Kaynak Metin:

- - - -

Karlı, buzlu ve ıssız bir sokakta sendeleyerek yürüyen geçkin bir adamın hayatta yaşadıklarını ve başarısızlığını kim bilebilir.
Belki o adam, yaşamındaki en değerli varlıklarından birini satılığa çıkarmıştır.
Böyledir hayat, sen, emek emek yaptığın tekneyi – meteliğe kurşun attığın için – satarsın ve üzüntünden, utancından ağabeyinin arabasında içki içmek zorunda kalırsın.
Üstelik komünistsindir ve komünistleri, Küba’yı sevenleri kimse sevmez.
Sen bunun kahrıyla uğraşırken, ağzının suyunu akıtarak tekneyi bekleyen öz ağabeyin “Arabama kusarsan seni gebertirim,”diyebilecektir.
Ve bu sefil hâline, babasını kahraman bilmiş bir kız çocuğu şahit olur.
Bazı ailelerde aksayan birisi vardır. Bir kardeş… Diğerlerine benzemeyen, ayrı bir hayal dünyası olan, babasıyla arası bozuk ve biraz – göreceli – kabiliyetsiz…
Ekseriyetle anneleri onlara daha düşkün olur. Kocaları görmeden biricik evlatlarına para verirler, onları koruyup kollarlar…
İşte adı geçen, küçük kızın kahramanı olan baba, böyle bir adamdır.
***
Yaşadığı hayat ve etrafındaki insanlar ona yetmediği için evi terk eden bir kadın…
Bir kızı var, sarışın güzeller güzeli… Annesi, kızını yanında götürmediği için, küçük kız annesine kinleniyor ve eğlenceli, palas pandıras babasıyla baş başa kalıyor.
Ve birlikte yaşam kavgasına girişiyorlar. Babası “Senin hayattaki en iyi arkadaşın olacağım ve seni hiçbir zaman bırakmayacağım,” diye söz veriyor kızına.
Eşinin bırakıp gitmesi ve üstelik hayatında daha derli toplu başka birisinin olması, geç evlenmiş, biraz hoyrat kahramanımızı hırpalıyor tabii; ağır geliyor ve o günden sonra, adam daha çok içmeye başlıyor.
Çalışmak zorundadırlar, her sabah kör karanlıkta kalkarlar ve havada keskin bir soğuk vardır. Bisikletin arkasında, babasının gocuğuna sıkı sıkı tutunmuş ağzı burnu morarmış bir kız, başlarına gelenleri anlamlandırmaya çalışmaktadır.
Belli etmese de hayalleri olan, kendi kendine konuşan, kimi zaman, sabahın o vaktinde daha kimse gelmediği için kreşin kapısında, söbe bir taşın üstünde beklemek zorunda kalan bir kız çocuğudur bu.
Ama kızlar, en çok babalarını sever ve onlara kızarlar… Kimi zaman bir sebep olması bile gerekmez.

- - - -

Veri Kümesinden Alıntı:
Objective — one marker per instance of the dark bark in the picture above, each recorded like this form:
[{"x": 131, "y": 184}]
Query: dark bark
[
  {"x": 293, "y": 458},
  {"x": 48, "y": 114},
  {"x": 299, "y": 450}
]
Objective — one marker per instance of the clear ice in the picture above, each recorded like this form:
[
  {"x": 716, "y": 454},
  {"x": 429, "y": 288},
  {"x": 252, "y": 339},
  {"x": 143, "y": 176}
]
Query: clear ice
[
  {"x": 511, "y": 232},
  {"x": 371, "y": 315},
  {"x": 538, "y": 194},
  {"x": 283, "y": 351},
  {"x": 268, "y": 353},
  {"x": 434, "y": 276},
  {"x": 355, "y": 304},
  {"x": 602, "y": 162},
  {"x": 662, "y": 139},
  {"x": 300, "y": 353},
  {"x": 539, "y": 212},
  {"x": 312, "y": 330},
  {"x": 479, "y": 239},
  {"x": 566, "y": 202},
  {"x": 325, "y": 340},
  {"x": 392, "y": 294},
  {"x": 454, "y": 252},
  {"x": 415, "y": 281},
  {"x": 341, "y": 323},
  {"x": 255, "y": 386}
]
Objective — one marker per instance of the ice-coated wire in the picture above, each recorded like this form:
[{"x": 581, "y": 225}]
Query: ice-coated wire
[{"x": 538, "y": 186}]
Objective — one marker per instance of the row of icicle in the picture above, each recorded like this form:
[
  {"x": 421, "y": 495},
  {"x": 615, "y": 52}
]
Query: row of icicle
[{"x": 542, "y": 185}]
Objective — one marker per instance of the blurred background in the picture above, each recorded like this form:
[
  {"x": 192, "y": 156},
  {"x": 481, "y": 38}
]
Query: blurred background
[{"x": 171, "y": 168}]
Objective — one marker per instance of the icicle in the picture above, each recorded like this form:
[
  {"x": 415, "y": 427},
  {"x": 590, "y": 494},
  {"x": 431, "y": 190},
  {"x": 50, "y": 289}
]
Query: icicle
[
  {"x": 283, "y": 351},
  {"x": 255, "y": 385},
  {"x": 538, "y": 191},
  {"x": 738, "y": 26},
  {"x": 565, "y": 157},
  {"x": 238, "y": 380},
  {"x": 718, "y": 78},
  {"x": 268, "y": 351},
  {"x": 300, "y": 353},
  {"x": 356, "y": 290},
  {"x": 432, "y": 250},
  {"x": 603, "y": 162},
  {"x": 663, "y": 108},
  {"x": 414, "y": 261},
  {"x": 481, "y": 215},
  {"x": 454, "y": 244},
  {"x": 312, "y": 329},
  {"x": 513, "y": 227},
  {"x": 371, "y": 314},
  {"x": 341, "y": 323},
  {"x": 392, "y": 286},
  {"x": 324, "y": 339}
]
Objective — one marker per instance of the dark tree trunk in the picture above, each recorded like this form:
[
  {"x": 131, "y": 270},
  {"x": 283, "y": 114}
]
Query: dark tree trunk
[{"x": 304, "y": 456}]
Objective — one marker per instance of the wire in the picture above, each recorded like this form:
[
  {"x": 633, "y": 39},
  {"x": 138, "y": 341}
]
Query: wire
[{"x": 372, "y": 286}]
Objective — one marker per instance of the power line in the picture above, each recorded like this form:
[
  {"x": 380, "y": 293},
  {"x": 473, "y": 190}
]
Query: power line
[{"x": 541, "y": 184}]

- - - -

Kaynak metinde "Çalışmak zorundadırlar" diye başlayan paragrafı, ana bilgilerini koruyarak daha kısa biçimde yeniden yazın. Kayıtların burada hiçbir rolü yok.

Görev Yanıtı: Çalışmak zorundalar ve her sabah keskin soğukta, kör karanlıkta kalkıyorlar. Bisikletin arkasında babasının gocuğuna sıkıca tutunan kızın ağzı burnu morarmış. Kız, başlarına gelenleri anlamlandırmaya çalışıyor.